= THE TASK =
Take the line containing "background and put a dot on each instance?" and every line after it to the end of the data, and write them out exactly as they appear.

(Dataset excerpts)
········
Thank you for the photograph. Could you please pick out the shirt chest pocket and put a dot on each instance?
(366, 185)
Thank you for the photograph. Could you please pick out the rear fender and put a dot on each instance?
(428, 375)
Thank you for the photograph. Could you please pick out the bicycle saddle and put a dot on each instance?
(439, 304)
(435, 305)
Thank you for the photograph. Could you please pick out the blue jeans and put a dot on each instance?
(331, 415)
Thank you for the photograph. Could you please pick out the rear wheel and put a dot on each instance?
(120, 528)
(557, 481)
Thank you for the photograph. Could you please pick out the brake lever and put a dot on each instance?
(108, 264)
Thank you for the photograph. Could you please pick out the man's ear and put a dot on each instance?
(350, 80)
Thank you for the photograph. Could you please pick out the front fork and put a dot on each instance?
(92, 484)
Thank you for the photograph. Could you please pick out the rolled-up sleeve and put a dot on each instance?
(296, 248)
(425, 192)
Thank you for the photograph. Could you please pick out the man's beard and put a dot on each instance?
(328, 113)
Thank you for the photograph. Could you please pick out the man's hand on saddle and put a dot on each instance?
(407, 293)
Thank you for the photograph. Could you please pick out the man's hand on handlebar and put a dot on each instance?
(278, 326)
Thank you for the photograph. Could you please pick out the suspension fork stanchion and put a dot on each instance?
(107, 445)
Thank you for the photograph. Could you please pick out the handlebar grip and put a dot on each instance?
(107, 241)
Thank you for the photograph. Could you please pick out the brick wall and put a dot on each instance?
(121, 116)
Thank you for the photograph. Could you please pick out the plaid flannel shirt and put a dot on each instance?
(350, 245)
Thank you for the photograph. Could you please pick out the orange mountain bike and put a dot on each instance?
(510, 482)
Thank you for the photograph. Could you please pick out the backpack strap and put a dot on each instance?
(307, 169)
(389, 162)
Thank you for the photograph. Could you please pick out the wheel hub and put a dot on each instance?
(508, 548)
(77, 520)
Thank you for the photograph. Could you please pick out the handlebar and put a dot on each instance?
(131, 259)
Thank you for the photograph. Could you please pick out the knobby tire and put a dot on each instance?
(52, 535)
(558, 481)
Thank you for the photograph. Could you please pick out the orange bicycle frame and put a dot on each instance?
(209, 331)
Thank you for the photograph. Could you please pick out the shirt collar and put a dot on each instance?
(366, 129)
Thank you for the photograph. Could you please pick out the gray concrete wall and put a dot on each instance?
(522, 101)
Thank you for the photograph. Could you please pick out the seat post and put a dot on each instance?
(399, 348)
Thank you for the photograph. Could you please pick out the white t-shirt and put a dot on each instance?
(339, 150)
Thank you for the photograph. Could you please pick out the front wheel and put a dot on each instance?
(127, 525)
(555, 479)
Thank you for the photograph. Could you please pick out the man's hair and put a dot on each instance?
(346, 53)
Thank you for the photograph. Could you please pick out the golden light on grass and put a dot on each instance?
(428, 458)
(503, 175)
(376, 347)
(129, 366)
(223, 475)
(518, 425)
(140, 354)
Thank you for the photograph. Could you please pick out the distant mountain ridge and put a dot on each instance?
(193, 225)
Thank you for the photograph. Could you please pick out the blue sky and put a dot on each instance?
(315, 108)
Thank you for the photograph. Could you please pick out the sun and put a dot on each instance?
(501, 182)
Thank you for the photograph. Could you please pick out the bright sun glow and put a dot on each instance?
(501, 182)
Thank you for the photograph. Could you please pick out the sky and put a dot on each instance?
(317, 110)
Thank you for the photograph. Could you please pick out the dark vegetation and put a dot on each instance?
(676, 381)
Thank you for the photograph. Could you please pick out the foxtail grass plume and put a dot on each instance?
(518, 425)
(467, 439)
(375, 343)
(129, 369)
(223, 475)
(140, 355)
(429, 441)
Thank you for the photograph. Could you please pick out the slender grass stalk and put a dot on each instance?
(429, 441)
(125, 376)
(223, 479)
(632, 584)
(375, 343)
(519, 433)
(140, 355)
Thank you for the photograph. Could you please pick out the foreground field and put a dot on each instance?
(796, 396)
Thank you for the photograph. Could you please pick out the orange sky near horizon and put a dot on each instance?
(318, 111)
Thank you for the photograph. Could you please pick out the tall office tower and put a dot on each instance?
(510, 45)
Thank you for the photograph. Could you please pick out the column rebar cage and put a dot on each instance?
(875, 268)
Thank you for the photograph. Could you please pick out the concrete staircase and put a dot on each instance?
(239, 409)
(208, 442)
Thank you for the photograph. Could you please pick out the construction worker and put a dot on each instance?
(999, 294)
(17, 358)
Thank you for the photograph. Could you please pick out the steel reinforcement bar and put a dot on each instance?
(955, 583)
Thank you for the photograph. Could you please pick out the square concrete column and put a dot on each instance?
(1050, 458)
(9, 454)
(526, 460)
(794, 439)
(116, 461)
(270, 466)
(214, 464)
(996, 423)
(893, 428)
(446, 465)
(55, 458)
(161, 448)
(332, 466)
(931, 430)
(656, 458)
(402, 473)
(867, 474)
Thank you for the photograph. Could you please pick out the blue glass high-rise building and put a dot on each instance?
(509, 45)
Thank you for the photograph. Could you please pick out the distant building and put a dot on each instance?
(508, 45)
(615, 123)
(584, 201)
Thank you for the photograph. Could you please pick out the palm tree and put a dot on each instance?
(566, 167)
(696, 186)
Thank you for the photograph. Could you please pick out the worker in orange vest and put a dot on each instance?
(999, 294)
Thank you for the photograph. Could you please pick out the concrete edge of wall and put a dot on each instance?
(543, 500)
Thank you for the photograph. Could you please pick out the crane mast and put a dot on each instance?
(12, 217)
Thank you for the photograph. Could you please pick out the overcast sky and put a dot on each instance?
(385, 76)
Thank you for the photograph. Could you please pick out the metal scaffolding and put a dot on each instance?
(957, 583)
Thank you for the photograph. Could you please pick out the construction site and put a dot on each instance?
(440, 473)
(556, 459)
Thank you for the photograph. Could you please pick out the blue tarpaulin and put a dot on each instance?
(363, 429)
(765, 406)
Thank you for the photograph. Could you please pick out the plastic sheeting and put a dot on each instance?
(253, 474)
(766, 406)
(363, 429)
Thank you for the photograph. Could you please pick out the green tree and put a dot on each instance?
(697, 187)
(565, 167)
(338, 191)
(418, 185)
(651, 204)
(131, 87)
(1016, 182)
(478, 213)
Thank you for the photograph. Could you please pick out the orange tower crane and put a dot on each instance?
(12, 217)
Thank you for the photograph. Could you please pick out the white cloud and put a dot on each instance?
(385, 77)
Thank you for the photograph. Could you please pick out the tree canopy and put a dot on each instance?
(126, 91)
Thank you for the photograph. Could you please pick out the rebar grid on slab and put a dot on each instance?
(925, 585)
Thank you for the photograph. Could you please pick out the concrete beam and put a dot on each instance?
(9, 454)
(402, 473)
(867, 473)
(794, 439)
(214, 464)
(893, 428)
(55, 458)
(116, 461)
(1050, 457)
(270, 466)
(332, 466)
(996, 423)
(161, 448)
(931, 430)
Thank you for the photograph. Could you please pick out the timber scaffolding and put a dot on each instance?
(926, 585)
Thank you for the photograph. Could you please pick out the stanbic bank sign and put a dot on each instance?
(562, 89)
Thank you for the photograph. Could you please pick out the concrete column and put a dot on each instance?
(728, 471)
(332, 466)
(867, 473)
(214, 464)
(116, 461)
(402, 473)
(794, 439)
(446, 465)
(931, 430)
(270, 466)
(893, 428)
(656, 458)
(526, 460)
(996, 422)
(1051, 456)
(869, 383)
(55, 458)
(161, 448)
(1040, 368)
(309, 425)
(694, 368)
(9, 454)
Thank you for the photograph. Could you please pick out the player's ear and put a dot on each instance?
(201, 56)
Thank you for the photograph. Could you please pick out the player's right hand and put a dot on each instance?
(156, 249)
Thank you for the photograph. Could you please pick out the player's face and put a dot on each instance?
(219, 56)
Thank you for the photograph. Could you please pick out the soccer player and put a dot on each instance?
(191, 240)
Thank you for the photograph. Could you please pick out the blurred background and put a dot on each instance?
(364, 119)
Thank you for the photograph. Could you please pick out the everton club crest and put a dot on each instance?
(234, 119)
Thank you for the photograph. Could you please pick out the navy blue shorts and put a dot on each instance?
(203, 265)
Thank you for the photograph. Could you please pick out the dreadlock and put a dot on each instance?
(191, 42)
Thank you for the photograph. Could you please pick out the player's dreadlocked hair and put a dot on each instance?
········
= RESPONSE BOX =
Thank you for the photograph. Could you please pick out the blurred background and put a dot on each instance?
(364, 119)
Thank you for the photograph. Could you please pick out the everton club crest and put a dot on each instance?
(234, 119)
Thank you for the photograph. Could you please pick out the navy blue shorts and put a dot on each instance?
(203, 265)
Thank you for the photograph. Could you please pick out the dreadlock and put a dot on each instance?
(191, 42)
Thank you for the photograph. Could you please pick out the player's dreadlocked hair and put a dot on each instance?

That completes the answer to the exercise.